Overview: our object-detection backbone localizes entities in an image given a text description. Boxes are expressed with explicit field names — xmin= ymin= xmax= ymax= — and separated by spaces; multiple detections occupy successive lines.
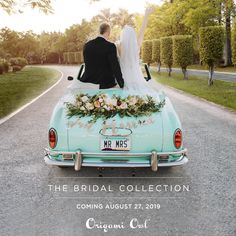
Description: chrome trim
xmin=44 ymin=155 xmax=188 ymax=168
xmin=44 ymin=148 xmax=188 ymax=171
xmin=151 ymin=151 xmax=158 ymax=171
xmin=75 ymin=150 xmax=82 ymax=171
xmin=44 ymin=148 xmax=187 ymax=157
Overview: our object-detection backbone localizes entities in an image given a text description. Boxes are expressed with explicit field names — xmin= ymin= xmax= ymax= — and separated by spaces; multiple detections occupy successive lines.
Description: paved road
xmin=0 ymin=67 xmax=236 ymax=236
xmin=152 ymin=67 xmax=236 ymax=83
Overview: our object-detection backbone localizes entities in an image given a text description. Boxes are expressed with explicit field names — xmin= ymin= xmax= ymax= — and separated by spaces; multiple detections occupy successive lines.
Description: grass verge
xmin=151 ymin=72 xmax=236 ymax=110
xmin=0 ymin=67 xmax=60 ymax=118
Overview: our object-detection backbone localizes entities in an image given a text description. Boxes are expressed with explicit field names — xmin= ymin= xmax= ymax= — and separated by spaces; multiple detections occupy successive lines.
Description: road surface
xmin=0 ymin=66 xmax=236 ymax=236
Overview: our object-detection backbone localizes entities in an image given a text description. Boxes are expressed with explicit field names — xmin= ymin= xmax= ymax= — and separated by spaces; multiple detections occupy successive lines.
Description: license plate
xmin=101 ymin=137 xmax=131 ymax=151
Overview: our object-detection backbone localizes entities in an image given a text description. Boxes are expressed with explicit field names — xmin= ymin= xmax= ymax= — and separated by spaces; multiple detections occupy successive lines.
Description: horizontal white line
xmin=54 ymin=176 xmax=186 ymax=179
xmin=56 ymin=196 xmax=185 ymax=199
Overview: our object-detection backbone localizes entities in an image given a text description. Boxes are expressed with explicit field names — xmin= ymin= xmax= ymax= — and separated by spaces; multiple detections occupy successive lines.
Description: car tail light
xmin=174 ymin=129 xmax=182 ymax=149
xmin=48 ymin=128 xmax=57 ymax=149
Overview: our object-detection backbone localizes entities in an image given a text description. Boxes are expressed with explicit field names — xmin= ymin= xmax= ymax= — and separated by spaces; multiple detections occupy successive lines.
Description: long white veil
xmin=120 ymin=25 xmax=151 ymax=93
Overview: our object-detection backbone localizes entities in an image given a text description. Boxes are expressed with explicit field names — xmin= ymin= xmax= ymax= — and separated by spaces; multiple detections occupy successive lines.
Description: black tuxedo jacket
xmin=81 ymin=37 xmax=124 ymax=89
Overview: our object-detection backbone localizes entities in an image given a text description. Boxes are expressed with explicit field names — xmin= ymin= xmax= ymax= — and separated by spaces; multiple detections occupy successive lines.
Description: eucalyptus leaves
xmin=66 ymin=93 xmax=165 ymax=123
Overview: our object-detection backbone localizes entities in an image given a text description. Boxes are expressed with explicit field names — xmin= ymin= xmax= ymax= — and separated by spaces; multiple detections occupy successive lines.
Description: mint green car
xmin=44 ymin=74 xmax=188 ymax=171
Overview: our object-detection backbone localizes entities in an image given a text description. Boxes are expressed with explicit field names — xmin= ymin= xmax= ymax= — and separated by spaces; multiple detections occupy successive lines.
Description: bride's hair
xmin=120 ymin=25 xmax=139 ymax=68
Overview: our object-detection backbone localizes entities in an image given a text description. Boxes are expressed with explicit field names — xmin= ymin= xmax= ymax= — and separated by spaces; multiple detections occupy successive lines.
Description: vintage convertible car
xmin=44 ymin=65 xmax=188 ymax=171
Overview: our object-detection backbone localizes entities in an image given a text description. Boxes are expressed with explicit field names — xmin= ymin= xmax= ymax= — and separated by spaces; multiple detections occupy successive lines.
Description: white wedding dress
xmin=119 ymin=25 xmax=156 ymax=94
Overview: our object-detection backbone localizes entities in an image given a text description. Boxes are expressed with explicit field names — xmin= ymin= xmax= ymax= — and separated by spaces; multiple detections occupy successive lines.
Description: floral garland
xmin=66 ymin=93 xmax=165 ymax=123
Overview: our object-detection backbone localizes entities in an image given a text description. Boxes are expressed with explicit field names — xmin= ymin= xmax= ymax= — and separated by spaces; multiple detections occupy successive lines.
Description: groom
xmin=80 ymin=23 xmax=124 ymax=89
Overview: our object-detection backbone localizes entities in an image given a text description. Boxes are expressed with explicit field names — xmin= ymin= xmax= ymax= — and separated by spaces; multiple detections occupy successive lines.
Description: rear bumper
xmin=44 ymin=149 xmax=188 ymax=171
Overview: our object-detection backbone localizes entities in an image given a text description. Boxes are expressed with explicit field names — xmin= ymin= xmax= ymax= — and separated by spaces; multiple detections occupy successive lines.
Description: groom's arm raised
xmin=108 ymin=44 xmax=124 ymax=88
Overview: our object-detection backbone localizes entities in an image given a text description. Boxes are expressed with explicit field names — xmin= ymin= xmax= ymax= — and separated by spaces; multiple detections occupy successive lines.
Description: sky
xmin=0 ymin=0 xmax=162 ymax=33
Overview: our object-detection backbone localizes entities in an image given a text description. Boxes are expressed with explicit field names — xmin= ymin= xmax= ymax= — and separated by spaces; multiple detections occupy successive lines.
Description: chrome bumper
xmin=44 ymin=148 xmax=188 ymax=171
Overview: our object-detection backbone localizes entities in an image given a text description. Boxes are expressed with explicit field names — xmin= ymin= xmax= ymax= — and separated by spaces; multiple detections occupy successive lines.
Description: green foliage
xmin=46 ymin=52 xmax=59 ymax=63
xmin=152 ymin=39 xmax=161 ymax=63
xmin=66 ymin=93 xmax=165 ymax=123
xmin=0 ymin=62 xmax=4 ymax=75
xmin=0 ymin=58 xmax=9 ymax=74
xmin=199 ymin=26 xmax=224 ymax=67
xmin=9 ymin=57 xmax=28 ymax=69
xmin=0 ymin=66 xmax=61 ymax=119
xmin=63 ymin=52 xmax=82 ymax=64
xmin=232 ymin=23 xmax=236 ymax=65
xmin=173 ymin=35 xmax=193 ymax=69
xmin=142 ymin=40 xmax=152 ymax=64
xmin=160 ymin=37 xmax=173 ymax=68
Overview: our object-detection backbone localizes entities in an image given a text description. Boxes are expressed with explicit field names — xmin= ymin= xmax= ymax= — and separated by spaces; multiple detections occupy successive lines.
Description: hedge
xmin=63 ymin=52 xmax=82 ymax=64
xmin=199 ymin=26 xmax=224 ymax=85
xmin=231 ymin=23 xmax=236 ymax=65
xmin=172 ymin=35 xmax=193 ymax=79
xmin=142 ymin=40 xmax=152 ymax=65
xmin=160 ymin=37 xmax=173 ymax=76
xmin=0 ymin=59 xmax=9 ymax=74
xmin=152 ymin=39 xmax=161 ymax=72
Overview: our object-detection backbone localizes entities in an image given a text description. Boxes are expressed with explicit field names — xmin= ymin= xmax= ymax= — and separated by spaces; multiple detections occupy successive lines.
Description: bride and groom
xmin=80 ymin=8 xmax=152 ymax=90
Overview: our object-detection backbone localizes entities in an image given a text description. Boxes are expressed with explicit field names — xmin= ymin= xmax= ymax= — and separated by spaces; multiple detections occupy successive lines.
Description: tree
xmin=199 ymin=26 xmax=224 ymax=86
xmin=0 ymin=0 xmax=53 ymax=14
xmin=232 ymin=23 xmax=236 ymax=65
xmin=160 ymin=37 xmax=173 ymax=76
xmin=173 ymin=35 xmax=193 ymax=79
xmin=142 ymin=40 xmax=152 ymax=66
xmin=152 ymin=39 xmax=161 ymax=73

▶ **Stated problem**: How many lines in the listing above include the word "bumper"? Reply with the number alone.

▶ **Solution below**: 2